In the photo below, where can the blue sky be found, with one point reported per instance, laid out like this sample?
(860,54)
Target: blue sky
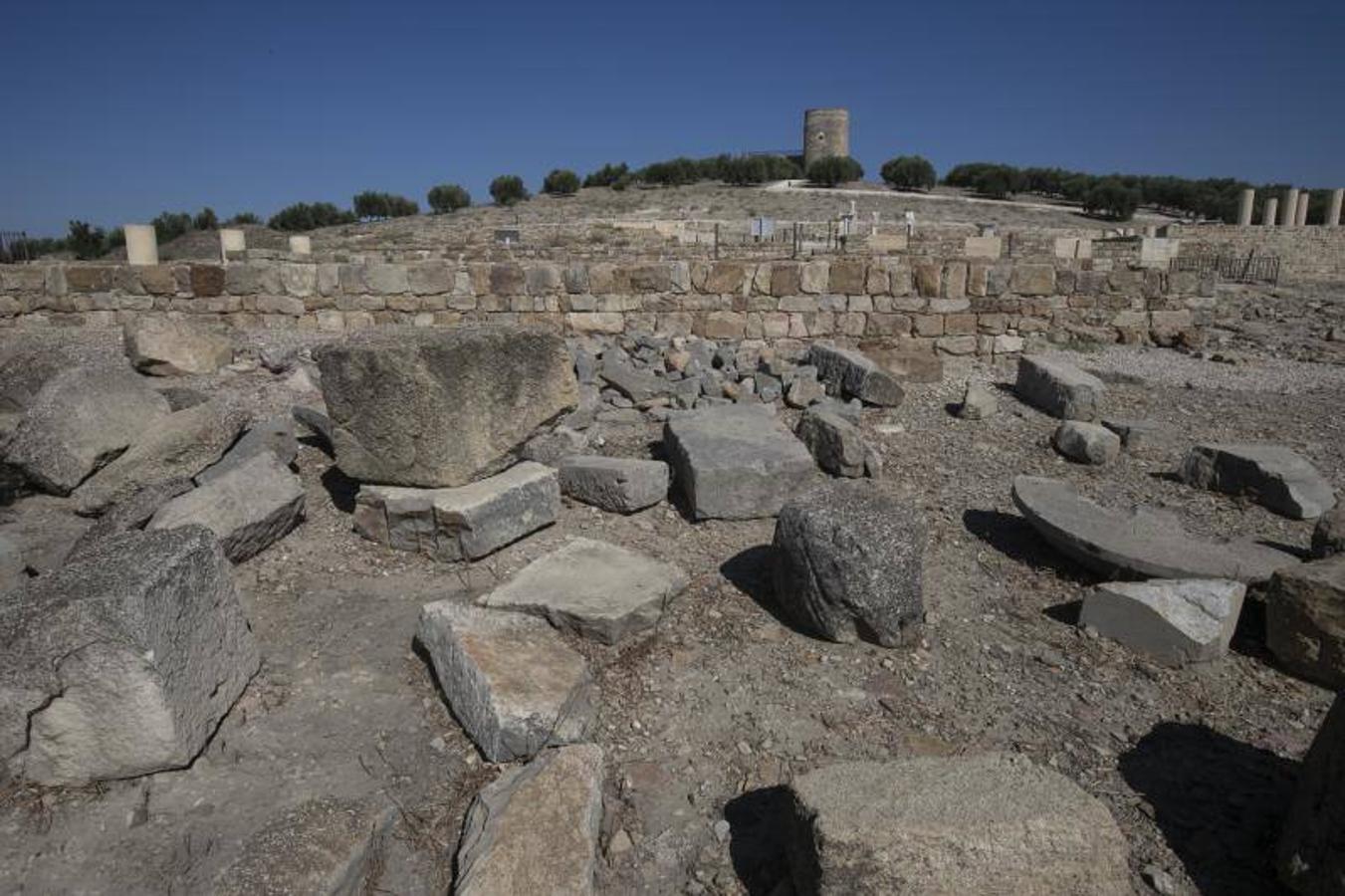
(117,111)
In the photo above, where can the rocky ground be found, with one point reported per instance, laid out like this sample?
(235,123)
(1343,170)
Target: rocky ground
(343,731)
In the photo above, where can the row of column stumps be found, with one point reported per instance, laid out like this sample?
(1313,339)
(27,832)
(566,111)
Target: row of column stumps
(142,244)
(1292,213)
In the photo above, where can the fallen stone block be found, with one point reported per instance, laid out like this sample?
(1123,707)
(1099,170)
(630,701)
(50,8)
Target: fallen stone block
(510,680)
(1305,620)
(1087,443)
(735,463)
(984,823)
(169,347)
(249,508)
(847,563)
(1173,622)
(592,588)
(853,374)
(441,408)
(122,662)
(1142,544)
(1311,848)
(836,444)
(79,421)
(536,829)
(1058,387)
(1274,477)
(176,447)
(275,436)
(466,523)
(616,485)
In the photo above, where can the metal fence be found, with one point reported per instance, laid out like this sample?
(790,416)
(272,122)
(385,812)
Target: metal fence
(1249,268)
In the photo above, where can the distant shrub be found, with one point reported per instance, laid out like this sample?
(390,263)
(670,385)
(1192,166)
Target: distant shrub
(508,190)
(909,172)
(606,175)
(561,182)
(834,169)
(305,215)
(448,196)
(1111,199)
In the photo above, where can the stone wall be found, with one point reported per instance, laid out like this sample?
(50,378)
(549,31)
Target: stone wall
(1307,255)
(965,305)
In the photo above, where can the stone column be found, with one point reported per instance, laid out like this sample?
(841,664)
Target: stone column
(141,244)
(1244,207)
(1290,209)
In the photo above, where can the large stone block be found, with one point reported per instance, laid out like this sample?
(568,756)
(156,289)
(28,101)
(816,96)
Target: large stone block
(79,421)
(466,523)
(122,662)
(736,463)
(441,408)
(984,823)
(510,680)
(849,563)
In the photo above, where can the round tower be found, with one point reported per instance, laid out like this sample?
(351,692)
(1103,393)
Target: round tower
(826,132)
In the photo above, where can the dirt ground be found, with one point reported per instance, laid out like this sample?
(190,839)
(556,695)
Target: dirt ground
(706,717)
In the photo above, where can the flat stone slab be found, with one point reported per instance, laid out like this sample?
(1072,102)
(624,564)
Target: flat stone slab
(593,588)
(736,463)
(536,827)
(1173,622)
(460,524)
(1141,544)
(616,485)
(1275,477)
(510,680)
(854,375)
(1058,387)
(122,662)
(982,823)
(248,508)
(1305,620)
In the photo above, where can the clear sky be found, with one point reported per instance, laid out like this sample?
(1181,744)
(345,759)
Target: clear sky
(113,112)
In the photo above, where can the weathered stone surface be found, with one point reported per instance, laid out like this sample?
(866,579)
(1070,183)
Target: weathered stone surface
(1305,620)
(466,523)
(978,402)
(616,485)
(122,662)
(984,823)
(847,563)
(851,374)
(1142,543)
(249,508)
(169,347)
(79,421)
(1087,443)
(1276,478)
(1311,849)
(735,463)
(510,680)
(836,444)
(536,827)
(593,588)
(1058,387)
(275,436)
(323,845)
(445,406)
(1173,622)
(179,445)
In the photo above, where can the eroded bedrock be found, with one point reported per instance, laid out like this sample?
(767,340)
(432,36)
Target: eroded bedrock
(1142,544)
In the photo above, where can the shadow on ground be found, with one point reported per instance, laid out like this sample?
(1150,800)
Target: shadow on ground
(1221,803)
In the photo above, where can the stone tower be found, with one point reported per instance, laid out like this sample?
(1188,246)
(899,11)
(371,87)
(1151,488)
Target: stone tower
(826,132)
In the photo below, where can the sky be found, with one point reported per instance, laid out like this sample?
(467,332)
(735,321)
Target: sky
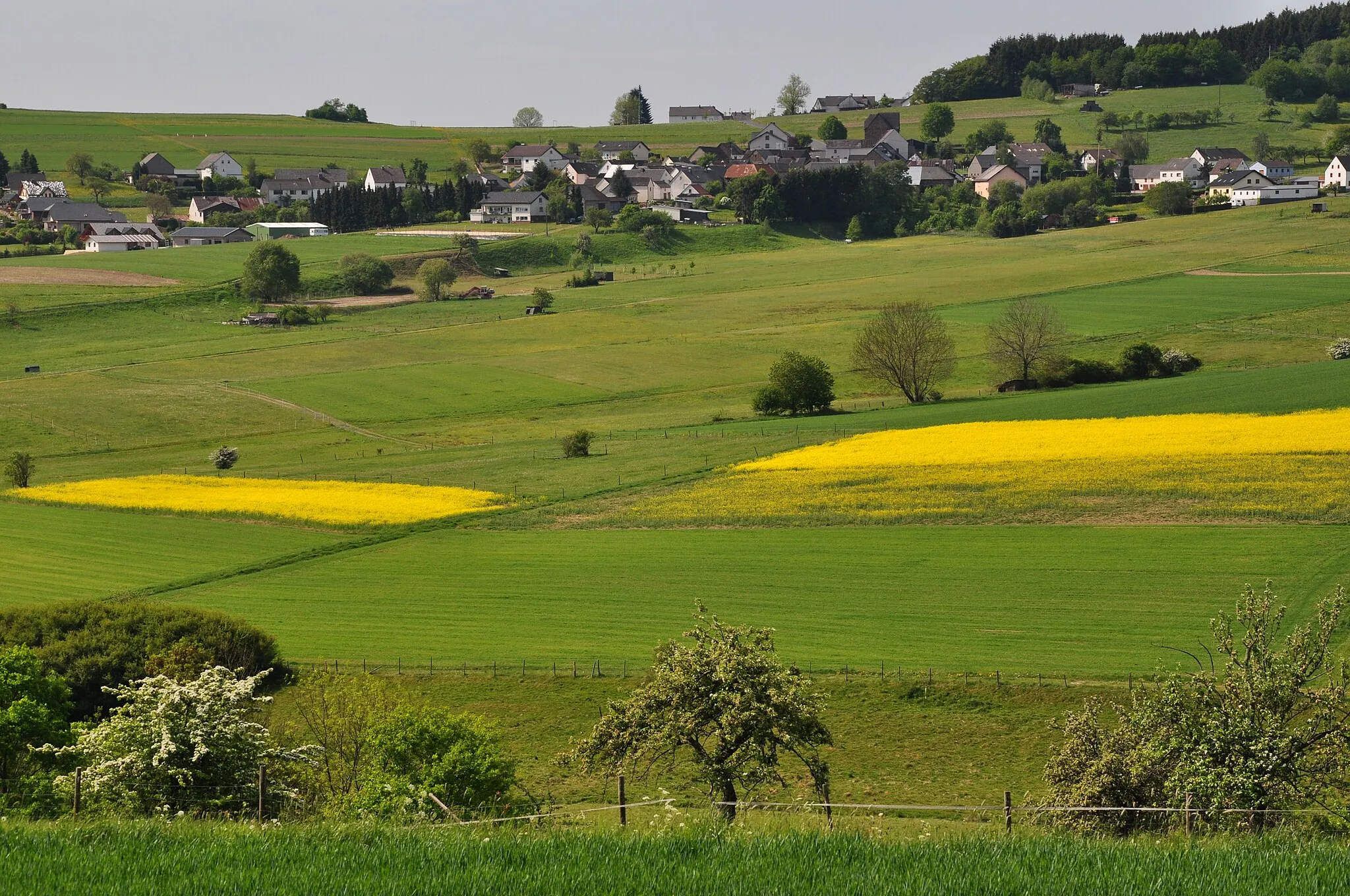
(474,64)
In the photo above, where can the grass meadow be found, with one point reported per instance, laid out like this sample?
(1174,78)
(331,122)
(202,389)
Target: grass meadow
(184,858)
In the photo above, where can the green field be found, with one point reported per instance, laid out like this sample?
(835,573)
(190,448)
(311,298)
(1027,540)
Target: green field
(181,858)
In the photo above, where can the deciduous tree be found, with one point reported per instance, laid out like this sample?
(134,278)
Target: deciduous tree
(906,347)
(724,701)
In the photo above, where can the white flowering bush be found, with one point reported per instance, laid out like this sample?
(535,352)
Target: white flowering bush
(177,746)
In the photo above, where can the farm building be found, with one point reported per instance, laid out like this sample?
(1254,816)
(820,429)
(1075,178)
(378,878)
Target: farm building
(278,230)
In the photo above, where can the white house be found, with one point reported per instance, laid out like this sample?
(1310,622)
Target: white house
(527,158)
(771,138)
(1274,169)
(385,176)
(1337,172)
(219,165)
(682,114)
(610,150)
(511,207)
(1276,193)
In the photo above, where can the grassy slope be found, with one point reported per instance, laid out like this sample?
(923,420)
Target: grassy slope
(59,553)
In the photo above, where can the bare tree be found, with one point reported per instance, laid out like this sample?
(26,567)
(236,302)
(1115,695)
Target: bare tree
(793,96)
(906,347)
(1022,337)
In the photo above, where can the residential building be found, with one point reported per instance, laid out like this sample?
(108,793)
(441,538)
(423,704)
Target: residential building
(1091,158)
(274,231)
(121,238)
(851,103)
(157,165)
(1274,169)
(332,175)
(527,158)
(610,150)
(771,138)
(1247,180)
(998,175)
(385,176)
(1338,172)
(1186,171)
(203,207)
(511,207)
(64,212)
(1274,193)
(682,114)
(283,192)
(208,237)
(219,165)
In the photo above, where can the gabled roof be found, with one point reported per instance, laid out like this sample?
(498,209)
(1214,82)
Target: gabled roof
(388,175)
(211,159)
(524,198)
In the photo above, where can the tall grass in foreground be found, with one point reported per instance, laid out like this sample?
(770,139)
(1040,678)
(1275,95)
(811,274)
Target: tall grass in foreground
(207,858)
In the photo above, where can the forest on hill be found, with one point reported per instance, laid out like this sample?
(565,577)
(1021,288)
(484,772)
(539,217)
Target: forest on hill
(1037,64)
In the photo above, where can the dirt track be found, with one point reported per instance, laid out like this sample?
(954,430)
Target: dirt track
(76,277)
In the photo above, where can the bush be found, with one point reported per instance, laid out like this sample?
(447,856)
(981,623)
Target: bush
(578,444)
(98,642)
(1172,198)
(365,274)
(224,458)
(1141,360)
(272,271)
(797,383)
(19,468)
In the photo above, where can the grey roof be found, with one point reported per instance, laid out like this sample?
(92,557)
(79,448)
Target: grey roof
(208,233)
(524,198)
(388,175)
(82,212)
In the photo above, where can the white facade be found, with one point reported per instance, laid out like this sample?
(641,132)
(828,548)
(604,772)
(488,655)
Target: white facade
(1337,173)
(1264,194)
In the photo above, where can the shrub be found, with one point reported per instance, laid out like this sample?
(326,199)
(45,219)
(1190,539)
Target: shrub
(98,642)
(224,458)
(1177,362)
(578,444)
(1141,360)
(19,468)
(272,271)
(797,383)
(1172,198)
(365,274)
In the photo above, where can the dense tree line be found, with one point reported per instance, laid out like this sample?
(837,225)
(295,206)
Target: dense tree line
(354,208)
(1223,56)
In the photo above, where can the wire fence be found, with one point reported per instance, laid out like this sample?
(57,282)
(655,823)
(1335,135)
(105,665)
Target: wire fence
(899,674)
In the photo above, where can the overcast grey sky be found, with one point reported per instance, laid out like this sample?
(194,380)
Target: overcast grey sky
(474,64)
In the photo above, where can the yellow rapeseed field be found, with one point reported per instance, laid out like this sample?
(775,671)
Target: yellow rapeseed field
(1144,468)
(341,504)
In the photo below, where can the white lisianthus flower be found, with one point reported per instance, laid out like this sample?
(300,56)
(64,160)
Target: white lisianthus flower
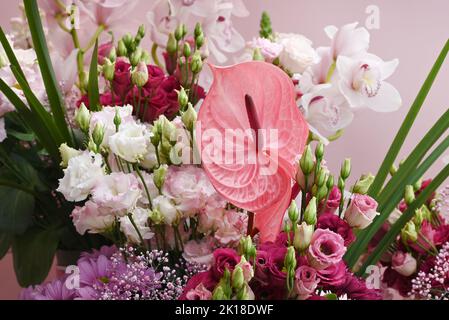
(118,192)
(81,176)
(363,82)
(131,142)
(106,119)
(297,54)
(140,217)
(167,209)
(91,218)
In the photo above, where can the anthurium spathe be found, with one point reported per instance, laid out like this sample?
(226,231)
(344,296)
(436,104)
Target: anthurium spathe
(250,132)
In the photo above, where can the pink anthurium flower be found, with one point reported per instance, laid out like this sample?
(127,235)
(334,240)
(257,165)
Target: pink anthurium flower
(250,133)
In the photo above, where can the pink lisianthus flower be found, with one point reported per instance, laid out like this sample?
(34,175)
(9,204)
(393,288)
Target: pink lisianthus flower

━━━━━━━━━━

→ PROBLEM STATEMENT: For each line above that contains the word "below", give the line as it is written.

→ RESULT FOR THIS EXERCISE:
In the photo below, where can the blue sky be found, with one point reported per instance, laid out like this sample?
In the photo below, where can the sky be found, with one point reported per instance, laid out like this sample?
In the photo below, where can the white lisianthus flower be found, with one point reported per instance, laid out like this sample?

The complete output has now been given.